Start of EXERCISE MATERIAL

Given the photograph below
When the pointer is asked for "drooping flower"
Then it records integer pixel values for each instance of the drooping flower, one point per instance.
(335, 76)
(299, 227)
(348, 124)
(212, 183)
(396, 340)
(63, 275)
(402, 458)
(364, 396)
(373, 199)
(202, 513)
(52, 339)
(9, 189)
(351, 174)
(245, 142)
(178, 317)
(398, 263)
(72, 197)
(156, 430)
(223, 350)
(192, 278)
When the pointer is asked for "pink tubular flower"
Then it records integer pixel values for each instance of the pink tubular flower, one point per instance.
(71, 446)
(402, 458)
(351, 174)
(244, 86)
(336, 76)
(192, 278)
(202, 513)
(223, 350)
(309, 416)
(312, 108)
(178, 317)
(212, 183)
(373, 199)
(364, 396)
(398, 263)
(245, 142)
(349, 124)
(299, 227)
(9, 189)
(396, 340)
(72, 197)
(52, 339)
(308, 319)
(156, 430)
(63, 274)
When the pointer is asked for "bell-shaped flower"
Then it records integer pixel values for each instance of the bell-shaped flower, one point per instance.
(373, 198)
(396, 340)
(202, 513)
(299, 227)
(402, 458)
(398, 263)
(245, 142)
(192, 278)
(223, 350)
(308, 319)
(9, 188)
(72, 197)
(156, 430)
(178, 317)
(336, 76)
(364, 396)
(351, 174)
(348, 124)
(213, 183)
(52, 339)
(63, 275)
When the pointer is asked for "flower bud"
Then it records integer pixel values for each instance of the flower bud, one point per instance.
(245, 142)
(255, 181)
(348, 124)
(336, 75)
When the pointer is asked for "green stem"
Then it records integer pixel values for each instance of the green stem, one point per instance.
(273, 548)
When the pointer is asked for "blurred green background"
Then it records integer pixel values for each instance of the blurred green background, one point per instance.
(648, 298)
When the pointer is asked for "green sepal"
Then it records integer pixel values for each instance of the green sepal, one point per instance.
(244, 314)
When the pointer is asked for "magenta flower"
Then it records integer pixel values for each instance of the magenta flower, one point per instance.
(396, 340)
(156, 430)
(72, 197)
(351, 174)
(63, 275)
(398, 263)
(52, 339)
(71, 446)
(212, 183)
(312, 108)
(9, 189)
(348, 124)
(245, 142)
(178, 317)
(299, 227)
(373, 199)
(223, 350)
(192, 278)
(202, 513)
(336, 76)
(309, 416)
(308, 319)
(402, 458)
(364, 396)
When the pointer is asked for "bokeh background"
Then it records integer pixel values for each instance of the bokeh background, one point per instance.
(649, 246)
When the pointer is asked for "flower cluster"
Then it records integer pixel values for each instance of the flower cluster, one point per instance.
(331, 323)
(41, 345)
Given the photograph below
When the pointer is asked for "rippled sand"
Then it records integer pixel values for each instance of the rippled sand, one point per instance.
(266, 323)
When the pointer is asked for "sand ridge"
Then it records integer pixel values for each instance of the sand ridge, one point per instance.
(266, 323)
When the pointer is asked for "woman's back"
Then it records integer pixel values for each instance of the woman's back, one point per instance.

End of EXERCISE MATERIAL

Return word for word the line with "sand, one point per instance." and every line after it through the end of the records above.

Then it records integer pixel values for each instance of the rippled sand, one point per instance.
(266, 323)
When the pointer is asked for "sand ridge"
Then it records integer pixel values for each instance of the sand ridge, one point per instance.
(266, 323)
When the pointer is asked for "woman's back"
Then it records integer pixel values for each instance of the woman's back, one point per instance.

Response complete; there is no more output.